**Goal**
Copy every entry word for word. Skip the pictures.

* BEGIN *

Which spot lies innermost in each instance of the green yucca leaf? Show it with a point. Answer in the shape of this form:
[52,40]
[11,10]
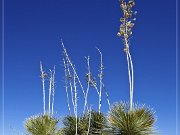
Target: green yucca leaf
[140,121]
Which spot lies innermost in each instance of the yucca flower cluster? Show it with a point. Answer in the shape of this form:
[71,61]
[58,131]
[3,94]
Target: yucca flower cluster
[127,20]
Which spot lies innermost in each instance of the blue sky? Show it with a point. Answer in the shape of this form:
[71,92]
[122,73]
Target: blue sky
[33,30]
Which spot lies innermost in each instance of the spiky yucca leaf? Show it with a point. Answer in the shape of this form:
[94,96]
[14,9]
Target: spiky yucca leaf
[42,125]
[139,121]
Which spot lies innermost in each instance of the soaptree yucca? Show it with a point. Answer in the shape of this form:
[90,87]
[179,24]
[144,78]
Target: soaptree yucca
[140,121]
[42,125]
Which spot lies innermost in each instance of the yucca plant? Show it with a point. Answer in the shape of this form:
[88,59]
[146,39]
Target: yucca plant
[140,121]
[93,126]
[42,125]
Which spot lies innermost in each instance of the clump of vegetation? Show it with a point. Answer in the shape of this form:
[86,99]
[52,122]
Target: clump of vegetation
[42,125]
[140,121]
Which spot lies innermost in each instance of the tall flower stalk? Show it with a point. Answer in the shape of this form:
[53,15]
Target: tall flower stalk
[43,76]
[53,90]
[66,85]
[125,32]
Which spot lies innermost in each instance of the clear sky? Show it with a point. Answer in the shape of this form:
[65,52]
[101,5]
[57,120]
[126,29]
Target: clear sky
[33,30]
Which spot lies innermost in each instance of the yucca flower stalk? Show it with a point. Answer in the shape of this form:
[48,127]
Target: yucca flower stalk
[43,76]
[53,90]
[50,91]
[66,85]
[125,32]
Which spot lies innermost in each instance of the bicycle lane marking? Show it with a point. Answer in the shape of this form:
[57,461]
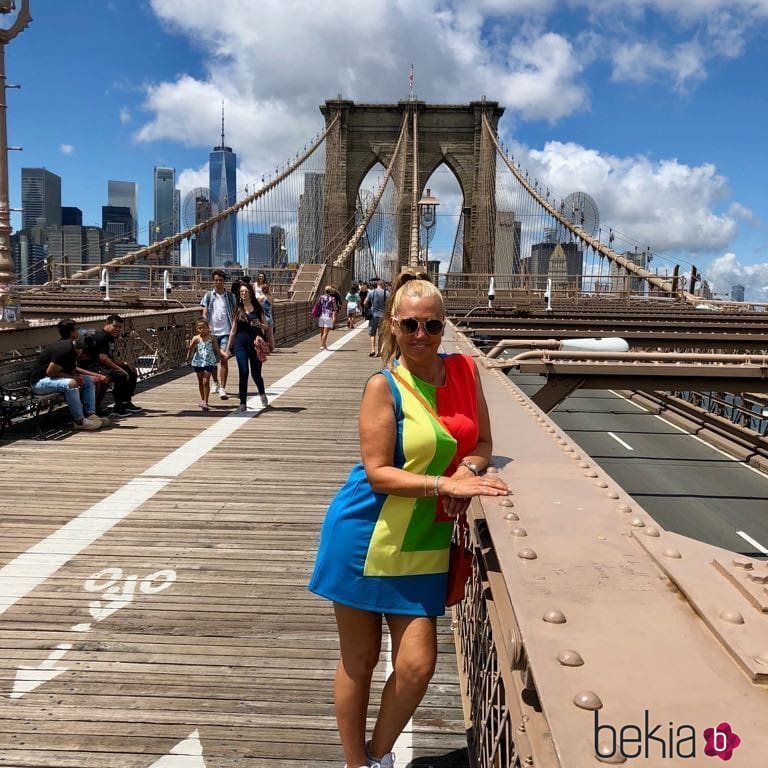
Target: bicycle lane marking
[30,569]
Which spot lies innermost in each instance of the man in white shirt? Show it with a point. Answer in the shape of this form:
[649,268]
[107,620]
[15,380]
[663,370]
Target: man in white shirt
[219,310]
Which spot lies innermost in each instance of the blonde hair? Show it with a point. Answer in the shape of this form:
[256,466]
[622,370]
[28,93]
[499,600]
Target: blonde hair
[409,287]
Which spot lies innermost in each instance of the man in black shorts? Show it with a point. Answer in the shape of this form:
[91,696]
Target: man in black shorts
[104,359]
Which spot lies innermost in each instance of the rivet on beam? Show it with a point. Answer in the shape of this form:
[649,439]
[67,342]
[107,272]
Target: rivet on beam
[569,658]
[731,616]
[587,700]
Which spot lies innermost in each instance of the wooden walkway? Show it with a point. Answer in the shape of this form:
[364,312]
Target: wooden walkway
[153,608]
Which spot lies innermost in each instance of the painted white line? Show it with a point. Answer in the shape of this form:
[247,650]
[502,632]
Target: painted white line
[42,560]
[30,569]
[186,754]
[631,402]
[403,747]
[621,442]
[695,437]
[756,544]
[193,450]
[712,447]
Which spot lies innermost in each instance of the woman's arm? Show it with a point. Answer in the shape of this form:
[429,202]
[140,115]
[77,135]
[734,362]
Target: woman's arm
[378,431]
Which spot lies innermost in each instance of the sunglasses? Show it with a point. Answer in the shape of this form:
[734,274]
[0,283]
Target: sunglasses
[410,325]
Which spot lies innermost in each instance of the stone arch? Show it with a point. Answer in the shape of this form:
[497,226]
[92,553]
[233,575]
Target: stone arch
[451,134]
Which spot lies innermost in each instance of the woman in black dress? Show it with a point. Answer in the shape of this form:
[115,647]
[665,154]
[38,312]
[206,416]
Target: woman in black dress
[248,325]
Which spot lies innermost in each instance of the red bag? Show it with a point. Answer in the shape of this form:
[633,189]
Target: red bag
[459,566]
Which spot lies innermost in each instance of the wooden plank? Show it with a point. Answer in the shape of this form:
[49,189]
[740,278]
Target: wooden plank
[235,647]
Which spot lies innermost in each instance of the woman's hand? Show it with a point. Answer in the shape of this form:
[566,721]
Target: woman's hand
[463,488]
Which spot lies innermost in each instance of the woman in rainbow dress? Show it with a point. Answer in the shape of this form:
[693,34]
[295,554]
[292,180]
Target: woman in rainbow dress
[425,437]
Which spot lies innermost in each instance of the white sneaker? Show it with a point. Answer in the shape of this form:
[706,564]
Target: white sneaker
[386,761]
[88,426]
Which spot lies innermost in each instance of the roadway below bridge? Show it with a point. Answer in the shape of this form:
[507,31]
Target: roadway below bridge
[687,485]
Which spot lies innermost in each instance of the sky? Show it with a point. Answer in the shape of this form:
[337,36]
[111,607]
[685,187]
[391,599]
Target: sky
[656,108]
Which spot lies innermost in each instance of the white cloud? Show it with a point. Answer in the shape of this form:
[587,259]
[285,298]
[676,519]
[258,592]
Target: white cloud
[274,74]
[666,204]
[727,271]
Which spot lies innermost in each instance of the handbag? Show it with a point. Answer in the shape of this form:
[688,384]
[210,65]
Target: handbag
[460,558]
[459,566]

* END *

**Exercise response**
Which spot lies innermost in each instance of the green yucca leaf? Show it with a point. Answer in the shape of this form:
[52,40]
[11,10]
Target: green yucca leaf
[140,121]
Which spot lies innermost in each instance of the yucca flower cluster? Show it with a point. Answer in the shape of this form:
[71,61]
[58,131]
[3,94]
Target: yucca flower cluster
[127,20]
Which spot lies innermost in each instance of the blue sky? Show it with a point. Answer in the shape of this form:
[71,92]
[122,73]
Target: blue sky
[33,30]
Which spot lies innermost in each instance of the spiky yucca leaf? Show it with a point. Answer in the shape of this form:
[94,96]
[14,9]
Target: spiky yucca leaf
[42,125]
[139,121]
Which spot lies innermost in each instance of the soaptree yucca? Show it with a point. Answer in the shape of this form:
[90,87]
[179,24]
[144,78]
Target: soaptree yucca
[140,121]
[42,125]
Which spot lies innermost in each instance of the yucca plant? Show it with a point. Answer in the shape of this form:
[88,59]
[146,39]
Target: yucca plant
[140,121]
[93,126]
[42,125]
Which spot lies innermost in each instance of the clump of vegetation? Show it with a point. Answer in the shape of this form:
[86,99]
[52,122]
Target: clump of vegetation
[42,125]
[140,121]
Which spot lies innermost in each instance of the tall flower stalk? Show it with a point. Answer in the shape of this form:
[53,15]
Target: tall flower stalk
[43,76]
[53,90]
[66,85]
[125,32]
Which spot lies innermost in each instance of the clear sky? Show it with a point. Answer in the shape of this form:
[65,52]
[101,5]
[57,120]
[126,29]
Target: clear sky
[33,30]
Which spot lies innermost in each instance of the yucca flower stalk? Show it with a point. Answer in the shape of this form:
[48,127]
Target: yucca flower stalk
[43,76]
[53,90]
[50,91]
[66,85]
[125,32]
Which spot lies innermost in each instance of the bicycle lane marking? Show it with a point. Answer in the shape of this form:
[57,461]
Target: bicycle lane marking
[30,569]
Which spot lies innermost in each instance of the man in white shirt? Show it with a point. Answer in the shape of this form:
[649,268]
[107,620]
[15,380]
[663,370]
Target: man in white shirt
[219,310]
Which spot lies innermost in each instance of the blonde hair? Show it with a point. Answer in the shape of this form:
[256,466]
[622,370]
[28,93]
[499,600]
Target: blonde hair
[409,287]
Which spot lies innermost in each instance of the man in black shorts? Show it with a point. Answer in the shape of this form:
[91,696]
Target: man in black shorts
[104,359]
Which spot lies innermost in each instance of the rivet on beam? Show it with a point. Answer in the shape of this form:
[649,439]
[67,342]
[107,272]
Target: rivet on beam
[569,658]
[731,616]
[587,700]
Which spot lies innermost in each instance of the wooden walkway? Show it with a point. Answer in the shape of this form:
[364,312]
Target: wooden walkway
[153,608]
Which spot lies innermost in each instance of the painted white line? Show it with a point. Answer in the shape of this form:
[247,650]
[502,632]
Target: painted white line
[42,560]
[30,569]
[186,754]
[631,402]
[403,747]
[621,442]
[695,437]
[756,544]
[193,450]
[712,447]
Which spot lies innermost in each instance of the woman's arm? Show it with a point. Answer in the shape of this form:
[429,202]
[140,115]
[77,135]
[734,362]
Target: woman's arm
[378,431]
Which spot lies innermost in each instance of the sunglasses? Show it with a point. Answer in the shape of this form:
[734,274]
[0,283]
Target: sunglasses
[410,325]
Which spot lies innermost in each instance of the stone arch? Show it with a point. Answer in the shape of this form:
[497,226]
[92,553]
[233,575]
Target: stone arch
[451,134]
Which spot lies innermost in each instance of the woman in black dress? Show it with a point. Answer in the shape of this form:
[115,647]
[665,154]
[38,312]
[206,416]
Target: woman in black dress
[248,325]
Which spot lies innermost in each instance of the red bag? Show it with a point. Answer in the shape of this form:
[633,189]
Target: red bag
[459,566]
Which spot lies innermost in each instance of the wooden plank? Show it with a point. Answer in the shape of this form:
[49,189]
[740,278]
Target: wooden plank
[235,647]
Which spot lies innermost in each instance of the woman's hand? Show it with a point. Answer in the shape of this form:
[566,721]
Target: woman's hand
[463,488]
Which spot lies innermost in each instance of the woman in rainbow dress? Show it with a point. Answer in the shape of this form:
[693,34]
[295,554]
[292,180]
Target: woman in rainbow dress
[425,437]
Which spot lies innermost in each instance of the white sneaker? Show it with a point. Answer in the shape of this form:
[706,564]
Target: white sneaker
[386,761]
[88,426]
Which spot lies innermost in each instance of the roadway below bridge? Show it with a point. Answer in the shape of this form:
[507,31]
Target: roadway below bridge
[687,485]
Which spot lies innermost in each instance of the sky? Show it with a point. Answer in the shape of this form:
[337,36]
[111,607]
[685,187]
[391,599]
Target: sky
[656,108]
Which spot lies innermost in each instance of the white cloud? Show it with a point. Answer in the shape of this form:
[587,259]
[285,298]
[676,519]
[258,592]
Target: white cloud
[274,74]
[666,204]
[727,271]
Which spot lies innermost in each instance of the handbag? Show it with a point. Answer in the shape of this form:
[688,384]
[210,65]
Target: handbag
[460,558]
[459,566]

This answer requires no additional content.